• What to work on: Write out the items below exactly as they appear, starting at their first line and stopping after the line that contains "60), (234, 34)]".

** START Items **

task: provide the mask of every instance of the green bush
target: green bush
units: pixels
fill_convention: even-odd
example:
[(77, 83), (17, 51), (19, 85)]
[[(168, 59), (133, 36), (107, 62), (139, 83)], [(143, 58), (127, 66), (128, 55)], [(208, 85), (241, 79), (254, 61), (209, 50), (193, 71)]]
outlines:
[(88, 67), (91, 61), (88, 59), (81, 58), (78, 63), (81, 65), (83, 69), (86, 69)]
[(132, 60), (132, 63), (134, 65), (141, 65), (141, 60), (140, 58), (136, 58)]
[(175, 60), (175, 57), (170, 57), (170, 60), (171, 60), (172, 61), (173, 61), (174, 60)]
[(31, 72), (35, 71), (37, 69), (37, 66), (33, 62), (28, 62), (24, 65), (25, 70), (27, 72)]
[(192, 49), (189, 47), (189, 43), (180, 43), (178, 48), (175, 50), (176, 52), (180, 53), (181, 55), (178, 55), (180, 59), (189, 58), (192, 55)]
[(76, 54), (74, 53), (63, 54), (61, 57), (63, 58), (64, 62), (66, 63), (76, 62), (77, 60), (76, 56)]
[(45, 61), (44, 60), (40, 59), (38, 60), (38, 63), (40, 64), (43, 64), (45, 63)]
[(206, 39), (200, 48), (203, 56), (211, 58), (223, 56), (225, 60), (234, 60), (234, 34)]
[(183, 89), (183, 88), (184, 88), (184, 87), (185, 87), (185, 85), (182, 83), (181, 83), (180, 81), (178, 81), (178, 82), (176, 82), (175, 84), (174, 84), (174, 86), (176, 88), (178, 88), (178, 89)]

** END Items **

• Reply:
task: provide the mask of every instance of the green bush
target: green bush
units: pixels
fill_convention: even-odd
example:
[(77, 83), (17, 51), (19, 85)]
[[(168, 59), (133, 36), (107, 62), (139, 83)], [(143, 58), (127, 66), (128, 55)], [(208, 85), (241, 79), (254, 61), (209, 50), (193, 71)]]
outlines:
[(88, 67), (91, 61), (88, 59), (81, 58), (78, 63), (81, 65), (83, 69), (86, 69)]
[(132, 60), (132, 63), (134, 65), (141, 65), (141, 60), (140, 58), (136, 58)]
[(175, 60), (175, 57), (170, 57), (170, 60), (171, 60), (172, 61), (173, 61), (174, 60)]
[(31, 72), (35, 71), (37, 69), (37, 66), (33, 62), (28, 62), (24, 65), (25, 70), (27, 72)]
[(192, 49), (189, 47), (189, 43), (180, 43), (178, 48), (175, 50), (176, 52), (180, 53), (181, 55), (178, 55), (180, 59), (189, 58), (192, 55)]
[(76, 54), (74, 53), (63, 54), (61, 57), (63, 58), (64, 62), (66, 63), (76, 62), (77, 60), (76, 56)]
[(45, 61), (44, 60), (40, 59), (38, 60), (38, 63), (40, 64), (43, 64), (45, 63)]
[(206, 39), (200, 48), (203, 56), (211, 58), (223, 56), (225, 60), (234, 60), (234, 34)]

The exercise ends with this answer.